▸ Extract:
Interpret the map. How can we explain the observed inequalities?

(Hint: unequal need for health care, and/or unequal efficiency of health care providers)

Source: research report of HealthMonitor (in Hungarian)

Time series chart

Appropiate for interval-ratio variables.

It displays changes in a variable at different points in time. It shows time (measured in units such as years or months) on the X axis and the values of the variable on the Y axis. Points can be joined by a straight line.

Example: Change in income inequalities in post-socialist countries during the transition.

Source: Flemming J., and J. Micklewright, “Income Distribution, Economic Systems and Transition”. Innocenti Occasional Papers, Economic and Social Policy Series, No. 70. Florence: UNICEF International Child Development Centre.

To the interpretation:

• the Gini coefficient is a measure of inequality

• it can range from 0 to 1

• a value of 0 expresses total equality (everyone has the same income), and

• a value of 1 expresses maximal inequality (one person has all the income).

The figure below shows changes in the Gini coefficient in four post-socialist countries during the transition

Compare: In the ‘90s Latin America had the highest Gini in the world (around 0.5); in developed Western-European countries it was about 0.35.

Interpret the time series chart.

What is the general trend in each country? Did your findings meet your expectations? What cross-country differences can you observe?

(Missing points denote missing data, for example: Russia 1990, 1991)

▸ Extracted records:
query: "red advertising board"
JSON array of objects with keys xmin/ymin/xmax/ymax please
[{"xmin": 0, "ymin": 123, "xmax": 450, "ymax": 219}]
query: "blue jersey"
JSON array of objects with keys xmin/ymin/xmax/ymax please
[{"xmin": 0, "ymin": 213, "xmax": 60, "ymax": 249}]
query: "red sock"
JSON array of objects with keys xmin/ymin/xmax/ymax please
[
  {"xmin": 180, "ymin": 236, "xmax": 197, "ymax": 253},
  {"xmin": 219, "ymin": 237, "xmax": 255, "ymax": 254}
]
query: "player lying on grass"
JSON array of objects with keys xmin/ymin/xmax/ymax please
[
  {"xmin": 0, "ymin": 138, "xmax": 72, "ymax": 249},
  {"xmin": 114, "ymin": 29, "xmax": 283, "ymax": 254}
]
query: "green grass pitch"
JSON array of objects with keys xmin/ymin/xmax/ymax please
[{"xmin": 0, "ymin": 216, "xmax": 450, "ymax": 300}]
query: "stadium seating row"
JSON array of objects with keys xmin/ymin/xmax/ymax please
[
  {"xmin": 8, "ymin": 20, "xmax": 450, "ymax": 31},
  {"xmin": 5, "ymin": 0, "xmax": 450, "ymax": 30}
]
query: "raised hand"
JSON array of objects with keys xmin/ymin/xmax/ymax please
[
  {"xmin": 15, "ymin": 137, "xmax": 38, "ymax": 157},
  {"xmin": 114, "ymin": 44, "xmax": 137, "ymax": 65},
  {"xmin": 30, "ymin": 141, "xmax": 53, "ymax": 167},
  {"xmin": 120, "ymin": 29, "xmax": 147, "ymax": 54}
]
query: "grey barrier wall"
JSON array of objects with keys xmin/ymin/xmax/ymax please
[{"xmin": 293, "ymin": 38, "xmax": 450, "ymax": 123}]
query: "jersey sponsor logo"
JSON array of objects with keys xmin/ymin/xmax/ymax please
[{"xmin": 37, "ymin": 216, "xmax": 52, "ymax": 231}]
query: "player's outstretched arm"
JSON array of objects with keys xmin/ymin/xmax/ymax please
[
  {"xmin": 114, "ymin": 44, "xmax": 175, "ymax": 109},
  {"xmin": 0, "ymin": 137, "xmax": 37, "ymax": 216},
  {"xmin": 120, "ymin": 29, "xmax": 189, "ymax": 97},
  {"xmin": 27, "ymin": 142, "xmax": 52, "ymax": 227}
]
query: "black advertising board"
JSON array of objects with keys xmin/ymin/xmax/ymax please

▸ Written problem A: According to the excerpt on time series charts, what range can the Gini coefficient take?
▸ Written problem B: Duplicate the stretch of the excerpt on time series charts from "Source: Flemming J., and" through "all the income).".
You won't need the lines.

▸ Finished answer A: It can range from 0 to 1.

▸ Finished answer B:
Source: Flemming J., and J. Micklewright, “Income Distribution, Economic Systems and Transition”. Innocenti Occasional Papers, Economic and Social Policy Series, No. 70. Florence: UNICEF International Child Development Centre.

To the interpretation:

• the Gini coefficient is a measure of inequality

• it can range from 0 to 1

• a value of 0 expresses total equality (everyone has the same income), and

• a value of 1 expresses maximal inequality (one person has all the income).